[YOUR ASSIGNMENT]
Pick up the news article about the former anchor's pandemic loan fraud sentence and continue it from its final sentence.

--- PROVIDED PASSAGE Enclosed Below ---

A former news anchor who helped engineer one of the largest pandemic loan scams on record has been sentenced to a decade in federal prison—and will serve her time at the same minimum-security facility that houses Ghislaine Maxwell.
Stephanie Hockridge, 42, a former anchor for Phoenix’s ABC15, was sentenced Friday to 120 months in prison for her role in a sprawling scheme that siphoned off more than $63 million from the Paycheck Protection Program, the government’s $800 billion pandemic relief effort for small businesses. She was also ordered to pay nearly $64 million in restitution and will be placed on supervised release for two years.
The court recommended that Hockridge serve her sentence at Federal Prison Camp in Bryan, Texas, a minimum-security facility that is one of the most lenient lockups for nonviolent women offenders.

It is also the current home of Jeffrey Epstein co-conspirator Ghislaine Maxwell, fraudulent biotechnology entrepreneur Elizabeth Holmes, and reality television figure Jen Shah, who was jailed for her part in a long-running nationwide telemarketing scheme. Shah has reportedly secured early release, according to People.
Experts have told the Washington Post that the facility is a “country club” where Maxwell is enjoying “enormously preferential treatment.” She was sentenced to 20 years in prison after being found guilty of sex trafficking. This is unusual given that inmates with sentences of 10 years or longer are typically barred from placement in minimum-security prisons.
Hockridge, meanwhile, fits neatly into the entry requirements timescale. She must surrender by 2 p.m. on December 30.
Chief District Judge Reed O’Connor of the United States District Court for the Northern District of Texas handed down the sentence, which followed Hockridge’s June conviction on one count of conspiracy to commit wire fraud. She had faced up to 20 years. She was acquitted of four other fraud counts.
According to prosecutors, from April 2020 to May 2021, Hockridge—alongside her husband, Nathan Reis, and other co-conspirators—built Blueacorn into a pandemic-era powerhouse by promising to help the smallest and most vulnerable businesses secure relief loans. But federal prosecutors said the company also helped itself.

--- End of Enclosed PROVIDED PASSAGE ---
--- DATASET EXCERPTS Enclosed Below ---

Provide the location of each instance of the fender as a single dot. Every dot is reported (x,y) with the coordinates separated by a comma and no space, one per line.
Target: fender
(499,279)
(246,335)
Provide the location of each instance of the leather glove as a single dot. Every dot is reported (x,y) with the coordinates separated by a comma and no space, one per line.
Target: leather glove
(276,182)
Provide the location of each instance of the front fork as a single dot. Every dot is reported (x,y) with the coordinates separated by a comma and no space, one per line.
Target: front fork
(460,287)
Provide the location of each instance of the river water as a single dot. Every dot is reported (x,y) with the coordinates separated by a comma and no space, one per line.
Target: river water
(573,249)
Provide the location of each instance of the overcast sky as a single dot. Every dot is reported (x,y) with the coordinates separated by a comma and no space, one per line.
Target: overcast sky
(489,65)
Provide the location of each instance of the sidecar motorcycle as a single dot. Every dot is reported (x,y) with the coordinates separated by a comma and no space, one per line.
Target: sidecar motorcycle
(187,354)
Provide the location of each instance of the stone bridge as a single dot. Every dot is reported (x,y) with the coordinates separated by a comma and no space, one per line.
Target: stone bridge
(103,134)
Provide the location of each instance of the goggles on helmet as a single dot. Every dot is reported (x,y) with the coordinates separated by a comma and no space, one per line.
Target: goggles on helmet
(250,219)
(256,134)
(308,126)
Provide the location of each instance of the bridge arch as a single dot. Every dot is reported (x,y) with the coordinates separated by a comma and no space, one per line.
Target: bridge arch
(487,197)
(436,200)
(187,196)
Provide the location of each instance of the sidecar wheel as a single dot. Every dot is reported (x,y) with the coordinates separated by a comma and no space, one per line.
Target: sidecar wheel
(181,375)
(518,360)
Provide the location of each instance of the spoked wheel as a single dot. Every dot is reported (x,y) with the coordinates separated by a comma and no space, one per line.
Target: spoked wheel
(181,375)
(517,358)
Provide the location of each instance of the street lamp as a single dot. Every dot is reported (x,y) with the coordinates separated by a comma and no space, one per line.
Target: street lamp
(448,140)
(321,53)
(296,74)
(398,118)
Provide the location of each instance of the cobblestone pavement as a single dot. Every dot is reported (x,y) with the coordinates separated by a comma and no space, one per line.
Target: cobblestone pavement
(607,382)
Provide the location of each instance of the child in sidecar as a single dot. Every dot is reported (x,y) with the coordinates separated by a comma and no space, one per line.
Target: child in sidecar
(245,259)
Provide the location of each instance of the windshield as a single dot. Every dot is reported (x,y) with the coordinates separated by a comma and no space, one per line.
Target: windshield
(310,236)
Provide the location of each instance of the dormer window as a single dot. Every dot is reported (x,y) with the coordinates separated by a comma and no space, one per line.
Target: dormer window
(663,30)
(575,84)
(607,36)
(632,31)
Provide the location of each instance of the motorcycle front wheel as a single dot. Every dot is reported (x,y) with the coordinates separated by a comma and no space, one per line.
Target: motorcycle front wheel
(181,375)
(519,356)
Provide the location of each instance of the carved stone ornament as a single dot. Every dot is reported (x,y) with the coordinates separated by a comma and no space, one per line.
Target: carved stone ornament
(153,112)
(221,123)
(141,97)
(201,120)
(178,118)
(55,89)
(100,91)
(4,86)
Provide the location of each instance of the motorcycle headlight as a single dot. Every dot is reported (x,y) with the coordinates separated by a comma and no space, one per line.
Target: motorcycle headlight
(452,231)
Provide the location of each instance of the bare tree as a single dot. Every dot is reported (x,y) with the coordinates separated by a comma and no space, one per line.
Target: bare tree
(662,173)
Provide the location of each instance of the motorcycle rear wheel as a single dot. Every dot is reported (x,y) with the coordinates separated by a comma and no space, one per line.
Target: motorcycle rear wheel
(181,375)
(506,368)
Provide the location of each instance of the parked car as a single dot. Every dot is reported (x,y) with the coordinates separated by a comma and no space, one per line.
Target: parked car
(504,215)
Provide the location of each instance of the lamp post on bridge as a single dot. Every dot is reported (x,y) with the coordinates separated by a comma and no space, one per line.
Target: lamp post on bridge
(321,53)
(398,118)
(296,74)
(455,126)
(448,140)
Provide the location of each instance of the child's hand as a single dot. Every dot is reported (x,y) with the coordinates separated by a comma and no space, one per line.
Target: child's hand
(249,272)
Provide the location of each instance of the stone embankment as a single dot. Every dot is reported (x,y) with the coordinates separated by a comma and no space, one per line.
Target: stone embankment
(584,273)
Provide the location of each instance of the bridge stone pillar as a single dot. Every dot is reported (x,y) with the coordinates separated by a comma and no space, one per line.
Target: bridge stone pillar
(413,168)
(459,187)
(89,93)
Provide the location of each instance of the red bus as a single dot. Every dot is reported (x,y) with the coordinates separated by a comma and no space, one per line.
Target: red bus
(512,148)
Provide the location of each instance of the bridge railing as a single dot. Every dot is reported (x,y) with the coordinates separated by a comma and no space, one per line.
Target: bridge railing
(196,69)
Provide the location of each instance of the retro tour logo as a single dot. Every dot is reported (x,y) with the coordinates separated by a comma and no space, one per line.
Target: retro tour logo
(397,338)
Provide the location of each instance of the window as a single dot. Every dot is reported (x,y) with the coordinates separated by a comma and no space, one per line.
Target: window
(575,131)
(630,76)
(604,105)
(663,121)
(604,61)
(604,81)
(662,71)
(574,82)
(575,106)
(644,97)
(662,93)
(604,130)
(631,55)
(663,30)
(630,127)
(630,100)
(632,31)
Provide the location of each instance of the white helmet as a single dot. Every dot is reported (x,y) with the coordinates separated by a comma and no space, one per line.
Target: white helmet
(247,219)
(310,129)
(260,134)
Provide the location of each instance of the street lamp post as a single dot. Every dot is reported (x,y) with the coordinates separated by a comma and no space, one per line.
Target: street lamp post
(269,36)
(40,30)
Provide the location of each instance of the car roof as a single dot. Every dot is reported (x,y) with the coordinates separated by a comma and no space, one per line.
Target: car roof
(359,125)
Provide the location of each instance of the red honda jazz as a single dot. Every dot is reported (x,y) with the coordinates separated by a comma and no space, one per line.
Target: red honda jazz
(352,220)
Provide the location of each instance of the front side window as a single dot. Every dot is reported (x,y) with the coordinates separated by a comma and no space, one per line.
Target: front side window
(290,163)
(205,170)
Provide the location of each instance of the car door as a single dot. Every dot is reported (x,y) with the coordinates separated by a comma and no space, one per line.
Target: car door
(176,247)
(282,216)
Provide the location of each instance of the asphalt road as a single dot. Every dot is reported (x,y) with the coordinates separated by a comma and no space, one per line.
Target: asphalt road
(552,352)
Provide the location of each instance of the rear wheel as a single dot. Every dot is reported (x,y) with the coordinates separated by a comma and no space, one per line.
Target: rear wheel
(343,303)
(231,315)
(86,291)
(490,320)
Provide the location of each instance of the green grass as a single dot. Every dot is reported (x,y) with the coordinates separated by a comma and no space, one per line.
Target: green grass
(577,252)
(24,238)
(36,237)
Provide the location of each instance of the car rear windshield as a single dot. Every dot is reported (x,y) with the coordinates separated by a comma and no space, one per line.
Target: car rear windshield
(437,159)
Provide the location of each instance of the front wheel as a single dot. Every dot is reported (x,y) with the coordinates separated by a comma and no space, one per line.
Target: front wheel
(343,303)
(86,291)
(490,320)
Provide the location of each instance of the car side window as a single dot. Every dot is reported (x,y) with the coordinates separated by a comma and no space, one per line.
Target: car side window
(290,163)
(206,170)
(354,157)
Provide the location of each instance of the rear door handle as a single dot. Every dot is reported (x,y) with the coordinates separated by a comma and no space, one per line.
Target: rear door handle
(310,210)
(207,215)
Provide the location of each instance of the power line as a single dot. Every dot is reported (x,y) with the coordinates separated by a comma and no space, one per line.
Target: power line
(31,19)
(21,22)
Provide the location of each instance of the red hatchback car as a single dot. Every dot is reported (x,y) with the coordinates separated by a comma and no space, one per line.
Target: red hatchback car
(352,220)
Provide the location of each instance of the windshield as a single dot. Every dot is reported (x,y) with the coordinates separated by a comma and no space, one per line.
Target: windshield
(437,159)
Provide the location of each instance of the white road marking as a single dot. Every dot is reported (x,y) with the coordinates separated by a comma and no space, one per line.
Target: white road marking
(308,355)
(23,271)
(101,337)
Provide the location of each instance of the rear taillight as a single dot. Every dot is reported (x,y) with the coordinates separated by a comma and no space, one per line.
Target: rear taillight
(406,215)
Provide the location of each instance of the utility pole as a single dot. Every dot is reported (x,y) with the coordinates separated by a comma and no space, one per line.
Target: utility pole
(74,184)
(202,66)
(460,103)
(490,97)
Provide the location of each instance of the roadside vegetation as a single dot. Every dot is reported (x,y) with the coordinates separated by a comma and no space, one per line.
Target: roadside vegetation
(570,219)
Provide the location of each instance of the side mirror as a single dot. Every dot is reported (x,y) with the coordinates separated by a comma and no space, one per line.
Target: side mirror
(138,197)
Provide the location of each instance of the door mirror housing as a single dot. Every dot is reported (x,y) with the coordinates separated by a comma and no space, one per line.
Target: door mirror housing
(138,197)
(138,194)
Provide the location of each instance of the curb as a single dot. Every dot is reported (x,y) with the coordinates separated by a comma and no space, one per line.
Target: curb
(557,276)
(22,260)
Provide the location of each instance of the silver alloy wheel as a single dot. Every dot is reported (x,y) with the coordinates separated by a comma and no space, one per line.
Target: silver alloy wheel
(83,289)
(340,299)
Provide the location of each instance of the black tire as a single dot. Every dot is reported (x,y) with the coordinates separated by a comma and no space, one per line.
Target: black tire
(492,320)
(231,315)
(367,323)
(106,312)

--- End of Enclosed DATASET EXCERPTS ---

[OUTPUT FOR THIS EXERCISE]
As part of what the Justice Department described as an elaborate fraud, Hockridge and others offered a “VIPPP” service coaching applicants on how to submit false loan applications. Prosecutors said the group fabricated payroll records, tax filings, and bank statements to inflate payouts—and then charged kickbacks based on a percentage of the money received.
Hockridge’s attorney, Richard E. Finneran of Bryan Cave Leighton Paisner, said he believes her conviction will be overturned on appeal. “Ms. Hockridge was sentenced to 10 years in prison for loans that the prosecutors never proved were fraudulent in the first place,” he said in a statement.
Hockridge hired four former FBI special agents to run their own review—one of whom told the court that, using the government’s own spreadsheets, most of the loans showed no reliable signs of fraud. One of them, former Special Agent Eric Mills, said: “Our team spent more than a thousand hours reviewing the Government’s list of allegedly fraudulent loans. For all but five loans, the government did not even subpoena the borrowers’ financial records to prove that the loans were fraudulent.”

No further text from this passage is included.